====== TEXT PROVIDED ======

Just as there are two locks for Grammy nominations for Album of the Year (Ed Sheeran and Kendrick Lamar), there are two locks for noms in the Best Country Album competition—Miranda Lambert's The Weight of These Wings and Chris Stapleton's From a Room: Volume 1.

But a dark horse has suddenly emerged. The recent death of country legend Glen Campbell could push his final studio album, Adiós, to a nomination or even a win in this category. More on that later.

Both Lambert and Stapleton took Best Country Album for their last studio albums—Platinum and Traveller, respectively. Both artists would make Grammy history if they won again this year. Lambert would become the first female solo artist to win twice in the category. Stapleton would become the first male solo artist to win twice in the category since Roger Miller more than 50 years ago. (Unfortunately, the Grammys dropped the category between 1966 and 1993, leaving a rather big hole in my research. I hate it when that happens.)

The Weight of These Wings won Album of the Year at the Academy of Country Music Awards on April 2. Stapleton's album hadn't been released at that point. The two albums will almost certainly go head-to-head at the CMA Awards on Nov. 8.

Here's how three top country races are shaping up at this point. The Grammy eligibility year ends Sept. 30. Nominations will be announced on Nov. 28. The awards will be presented on Jan. 28 at Madison Square Garden.

First, here's something you should know: The final nominees in the country field are decided by a Nominations Review Committee, which takes a second look at the votes of rank-and-file members. That will probably work to the advantage of such critically acclaimed artists as Jason Isbell and the 400 Unit and work against such commercial heavyweights as Florida Georgia Line. Just sayin'.

BEST COUNTRY ALBUM

The likely nominees

Miranda Lambert, The Weight of These Wings. (Produced by Frank Liddell, Eric Masse, Glenn Worf). This would be Lambert's fourth consecutive studio album to be nominated in this category. She would become the third female solo artist to amass four or more noms in this category, following Trisha Yearwood, who leads all artists (male or female) with eight noms, and Faith Hill, who has had four.

Chris Stapleton, From a Room: Volume 1. (Produced by Dave Cobb, Stapleton). This would be Stapleton's second album in a row to be nominated in this category. This is the top-selling country album so far in 2017.

Jason Isbell and the 400 Unit, The Nashville Sound. (Produced by Dave Cobb). This would be Isbell's first nom in this category. Isbell won Best Americana Album for his last album, Something More Than Free. Note: Sturgill Simpson, who won Best Country Album this past year for A Sailor's Guide to Earth, followed a similar Grammy trajectory. His previous album, Metamodern Sounds in Country Music, had been nominated for Best Americana Album.

======

» SHORT TASK 1
Sum up the Best Country Album preview in two sentences.
» SHORT TASK 2
In the Best Country Album preview, who is credited as producer of The Nashville Sound?
The rows after this text were taken from a separate source.

====== DATASET EXCERPTS ======

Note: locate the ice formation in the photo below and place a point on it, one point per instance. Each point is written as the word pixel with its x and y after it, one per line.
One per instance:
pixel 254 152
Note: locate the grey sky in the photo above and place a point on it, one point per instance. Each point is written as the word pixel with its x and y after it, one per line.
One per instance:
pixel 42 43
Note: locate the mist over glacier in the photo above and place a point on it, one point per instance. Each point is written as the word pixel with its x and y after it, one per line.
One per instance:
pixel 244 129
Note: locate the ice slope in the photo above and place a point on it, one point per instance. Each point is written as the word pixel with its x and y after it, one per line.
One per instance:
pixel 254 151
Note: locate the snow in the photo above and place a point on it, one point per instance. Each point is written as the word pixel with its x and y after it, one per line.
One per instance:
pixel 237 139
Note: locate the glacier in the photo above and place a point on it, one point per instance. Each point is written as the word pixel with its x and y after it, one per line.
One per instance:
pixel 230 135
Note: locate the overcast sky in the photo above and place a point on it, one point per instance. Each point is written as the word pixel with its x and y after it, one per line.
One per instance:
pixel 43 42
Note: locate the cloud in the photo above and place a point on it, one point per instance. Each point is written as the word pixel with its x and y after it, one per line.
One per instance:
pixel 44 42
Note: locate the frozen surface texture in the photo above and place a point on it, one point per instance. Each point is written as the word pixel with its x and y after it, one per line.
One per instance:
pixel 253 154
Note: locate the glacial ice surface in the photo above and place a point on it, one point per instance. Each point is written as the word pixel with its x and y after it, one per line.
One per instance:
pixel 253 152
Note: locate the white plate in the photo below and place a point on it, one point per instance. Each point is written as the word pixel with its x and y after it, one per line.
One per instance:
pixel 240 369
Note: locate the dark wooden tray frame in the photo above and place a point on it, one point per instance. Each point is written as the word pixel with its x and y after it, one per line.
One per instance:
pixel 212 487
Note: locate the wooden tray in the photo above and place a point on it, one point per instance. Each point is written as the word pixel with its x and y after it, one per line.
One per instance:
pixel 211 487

======

» RESPONSE 1
Miranda Lambert's The Weight of These Wings and Chris Stapleton's From a Room: Volume 1 are treated as locks for Best Country Album nominations, and either artist would make Grammy history by winning the category a second time. Glen Campbell's final studio album, Adiós, has emerged as a dark horse after his death, and Jason Isbell and the 400 Unit's The Nashville Sound is listed among the likely nominees.

» RESPONSE 2
Dave Cobb.